### What you need to do
Exactly as given, reproduce the records in full.

### Input data
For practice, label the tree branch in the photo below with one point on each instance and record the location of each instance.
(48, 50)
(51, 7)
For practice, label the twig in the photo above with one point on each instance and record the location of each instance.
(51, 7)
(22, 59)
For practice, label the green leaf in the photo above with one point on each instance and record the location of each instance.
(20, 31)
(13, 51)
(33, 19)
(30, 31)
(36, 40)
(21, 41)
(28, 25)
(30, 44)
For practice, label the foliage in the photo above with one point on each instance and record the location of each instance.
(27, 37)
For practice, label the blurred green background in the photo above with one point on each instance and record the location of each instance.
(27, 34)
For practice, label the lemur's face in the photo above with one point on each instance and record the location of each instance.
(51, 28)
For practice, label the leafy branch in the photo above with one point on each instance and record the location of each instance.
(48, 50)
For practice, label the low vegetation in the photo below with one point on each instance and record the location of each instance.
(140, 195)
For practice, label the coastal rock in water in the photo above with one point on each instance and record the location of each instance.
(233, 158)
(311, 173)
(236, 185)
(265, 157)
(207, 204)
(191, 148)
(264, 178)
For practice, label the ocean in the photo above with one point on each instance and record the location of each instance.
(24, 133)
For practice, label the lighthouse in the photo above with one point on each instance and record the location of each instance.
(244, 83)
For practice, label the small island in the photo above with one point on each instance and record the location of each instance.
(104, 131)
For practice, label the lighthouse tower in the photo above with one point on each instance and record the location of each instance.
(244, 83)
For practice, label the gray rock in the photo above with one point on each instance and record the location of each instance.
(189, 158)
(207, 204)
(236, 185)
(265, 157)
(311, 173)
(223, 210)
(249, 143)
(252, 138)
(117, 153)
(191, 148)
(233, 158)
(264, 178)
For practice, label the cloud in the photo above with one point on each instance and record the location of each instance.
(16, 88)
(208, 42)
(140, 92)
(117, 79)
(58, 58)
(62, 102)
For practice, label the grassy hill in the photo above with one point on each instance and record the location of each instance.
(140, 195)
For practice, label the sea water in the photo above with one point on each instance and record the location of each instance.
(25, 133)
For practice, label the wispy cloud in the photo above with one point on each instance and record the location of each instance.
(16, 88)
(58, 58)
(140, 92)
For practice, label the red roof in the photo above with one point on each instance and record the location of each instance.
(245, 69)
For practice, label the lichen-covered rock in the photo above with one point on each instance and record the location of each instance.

### Exercise response
For practice, label the tree branch in the photo below with one point on each instance and record the location of each instance.
(48, 50)
(51, 7)
For practice, label the twig in the photo above with one point on each instance and record the location of each instance.
(51, 7)
(22, 59)
For practice, label the green leaf in the photo above with one point on each instance and record the location of each instance.
(20, 31)
(13, 51)
(33, 19)
(30, 31)
(36, 40)
(21, 41)
(28, 25)
(30, 44)
For practice, label the foliage in the photo above with one point on each instance and record the location of each instance.
(27, 37)
For practice, label the blurred green background in the photo above with one point on each instance and record the location of each instance.
(27, 34)
For practice, label the lemur's face in the photo above with one point on each instance and record the location of each instance.
(51, 28)
For practice, label the leafy branch in the photo above with one point on each instance and record the location of each instance.
(48, 50)
For practice, label the low vegetation in the photo below with one point on each instance and record the location of each instance.
(140, 195)
For practice, label the coastal rock in water in the photo above with one point on each instance and record the location of each instance.
(233, 158)
(311, 173)
(236, 185)
(265, 157)
(207, 204)
(191, 148)
(264, 178)
For practice, label the ocean in the photo above with one point on each instance and record the location of each instance.
(24, 133)
For practice, label the lighthouse in the photo above with one point on each instance and record the location of each instance.
(244, 83)
For practice, label the small island in the photo above with one point on each instance and record the location of each instance.
(104, 131)
For practice, label the lighthouse tower in the photo above with one point on each instance and record the location of each instance.
(244, 83)
For practice, label the gray rock in the photo above with one point on each instance and record the location of each instance.
(189, 158)
(207, 204)
(236, 185)
(265, 157)
(311, 173)
(223, 210)
(249, 143)
(252, 138)
(117, 153)
(191, 148)
(233, 158)
(264, 178)
For practice, label the cloud in the photo above with one point on each instance and record the location of each instance.
(16, 88)
(208, 42)
(140, 92)
(117, 79)
(58, 58)
(62, 102)
For practice, label the grassy hill in the photo above with one point on each instance and record the location of each instance.
(140, 195)
For practice, label the sea water in the photo above with one point on each instance and record the location of each instance.
(25, 133)
For practice, label the wispy cloud in the photo above with one point on each instance and record the location of each instance.
(16, 88)
(58, 58)
(140, 92)
For practice, label the red roof in the photo above with one point on each instance and record the location of each instance.
(245, 69)
For practice, label the lichen-covered rock in the photo above with one point on each instance and record the location of each instance.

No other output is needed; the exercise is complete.